Saved entries:
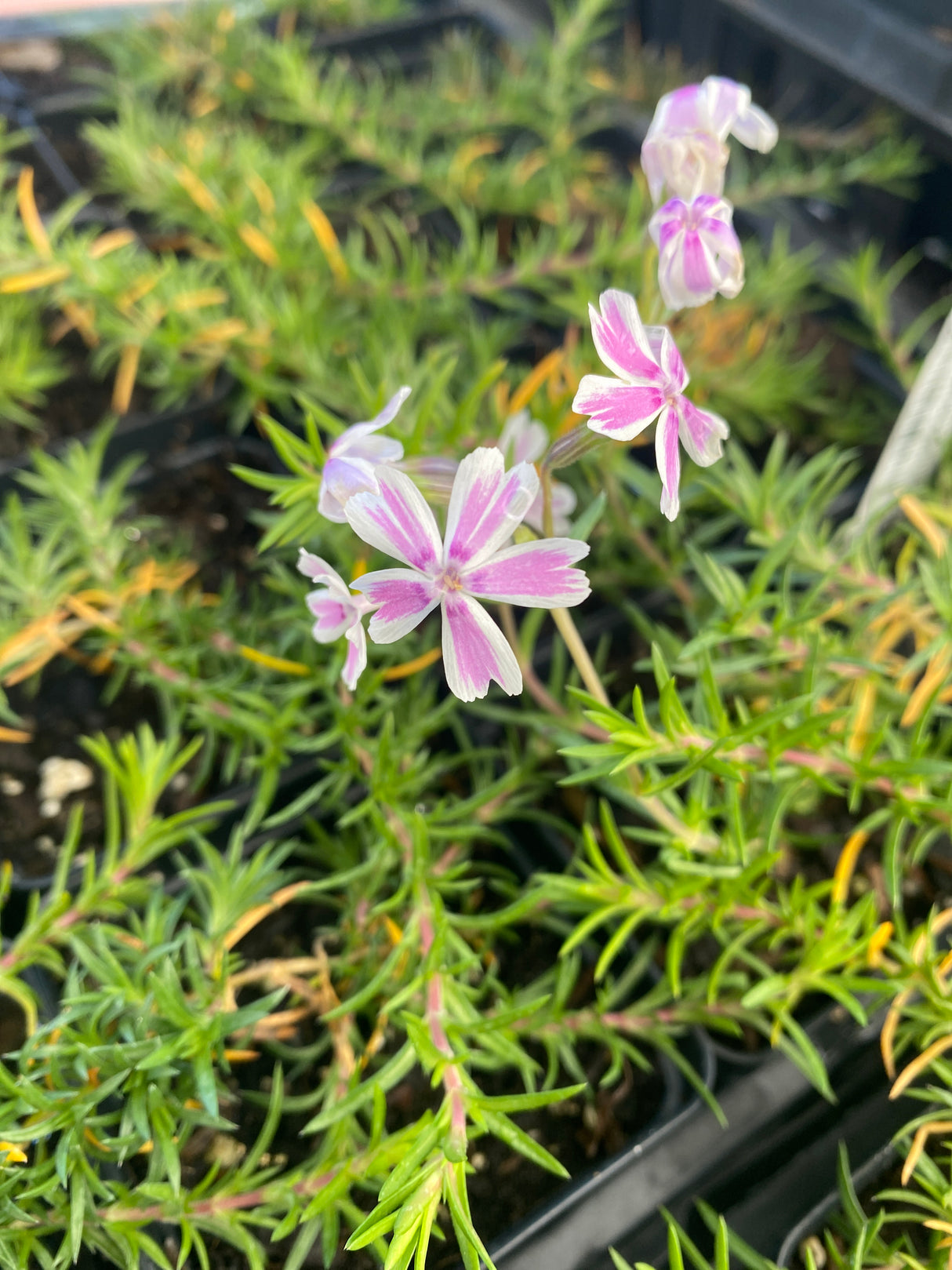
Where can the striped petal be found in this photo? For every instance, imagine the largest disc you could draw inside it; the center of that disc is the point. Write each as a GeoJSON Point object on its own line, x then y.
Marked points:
{"type": "Point", "coordinates": [356, 660]}
{"type": "Point", "coordinates": [533, 574]}
{"type": "Point", "coordinates": [396, 519]}
{"type": "Point", "coordinates": [668, 463]}
{"type": "Point", "coordinates": [334, 617]}
{"type": "Point", "coordinates": [340, 480]}
{"type": "Point", "coordinates": [402, 599]}
{"type": "Point", "coordinates": [755, 129]}
{"type": "Point", "coordinates": [486, 506]}
{"type": "Point", "coordinates": [358, 438]}
{"type": "Point", "coordinates": [619, 410]}
{"type": "Point", "coordinates": [475, 650]}
{"type": "Point", "coordinates": [701, 433]}
{"type": "Point", "coordinates": [523, 438]}
{"type": "Point", "coordinates": [620, 338]}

ASSIGNED TASK - Give the preceding data back exactly, minus every picture.

REPLY -
Where can the striped petal be found in this photo? For every instance, imagine the largest disc you could draw inside it; the center of that disc is the point. Write each as a GeoJSON Point object on its own line, x then y.
Marked points:
{"type": "Point", "coordinates": [356, 660]}
{"type": "Point", "coordinates": [533, 574]}
{"type": "Point", "coordinates": [396, 519]}
{"type": "Point", "coordinates": [668, 463]}
{"type": "Point", "coordinates": [334, 617]}
{"type": "Point", "coordinates": [340, 480]}
{"type": "Point", "coordinates": [402, 599]}
{"type": "Point", "coordinates": [755, 129]}
{"type": "Point", "coordinates": [486, 506]}
{"type": "Point", "coordinates": [358, 438]}
{"type": "Point", "coordinates": [619, 410]}
{"type": "Point", "coordinates": [475, 650]}
{"type": "Point", "coordinates": [701, 433]}
{"type": "Point", "coordinates": [523, 438]}
{"type": "Point", "coordinates": [620, 338]}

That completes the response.